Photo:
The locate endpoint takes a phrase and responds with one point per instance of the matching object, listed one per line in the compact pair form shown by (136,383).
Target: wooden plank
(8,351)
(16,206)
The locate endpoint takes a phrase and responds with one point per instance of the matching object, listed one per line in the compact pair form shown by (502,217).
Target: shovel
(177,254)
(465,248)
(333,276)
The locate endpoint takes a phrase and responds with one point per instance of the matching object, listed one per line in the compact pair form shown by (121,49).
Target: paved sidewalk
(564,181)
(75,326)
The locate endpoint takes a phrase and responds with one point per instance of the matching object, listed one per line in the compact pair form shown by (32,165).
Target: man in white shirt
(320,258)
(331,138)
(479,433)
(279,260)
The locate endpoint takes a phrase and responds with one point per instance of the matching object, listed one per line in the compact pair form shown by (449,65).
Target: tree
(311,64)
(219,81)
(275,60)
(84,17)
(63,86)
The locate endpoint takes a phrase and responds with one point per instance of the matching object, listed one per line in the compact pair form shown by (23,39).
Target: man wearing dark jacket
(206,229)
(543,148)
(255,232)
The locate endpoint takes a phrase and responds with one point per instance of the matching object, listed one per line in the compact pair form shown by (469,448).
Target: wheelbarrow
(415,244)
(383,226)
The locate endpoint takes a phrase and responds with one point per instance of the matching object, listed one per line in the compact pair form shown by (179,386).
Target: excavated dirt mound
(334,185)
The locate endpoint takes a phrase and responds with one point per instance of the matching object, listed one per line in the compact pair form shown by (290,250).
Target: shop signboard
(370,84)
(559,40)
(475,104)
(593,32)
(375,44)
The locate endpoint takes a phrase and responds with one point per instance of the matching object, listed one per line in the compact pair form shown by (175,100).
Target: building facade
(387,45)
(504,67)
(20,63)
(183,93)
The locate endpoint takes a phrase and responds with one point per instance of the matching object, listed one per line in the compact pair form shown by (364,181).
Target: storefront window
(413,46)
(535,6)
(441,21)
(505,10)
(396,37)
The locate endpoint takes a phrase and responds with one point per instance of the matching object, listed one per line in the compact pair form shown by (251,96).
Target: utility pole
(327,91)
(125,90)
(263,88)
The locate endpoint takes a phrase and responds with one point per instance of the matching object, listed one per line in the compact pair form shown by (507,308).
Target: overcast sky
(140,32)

WHAT TO PRODUCE:
Among the entries above, the lines between the ones containing "Target: wooden plank" and "shown by (121,49).", inclusive, are to be transcribed exactly. No other line is to be given.

WRITTEN SOLUTION:
Target: wooden plank
(8,351)
(16,206)
The locate endpoint takes a phrase and responds with one point per instance of the matching object, listed one per line in the compact pair form shown by (502,217).
Target: shovel
(177,254)
(465,248)
(333,276)
The locate endpoint takes a phrase and responds with one point per instance of the matching object, listed one per line in the compact pair form shown by (121,49).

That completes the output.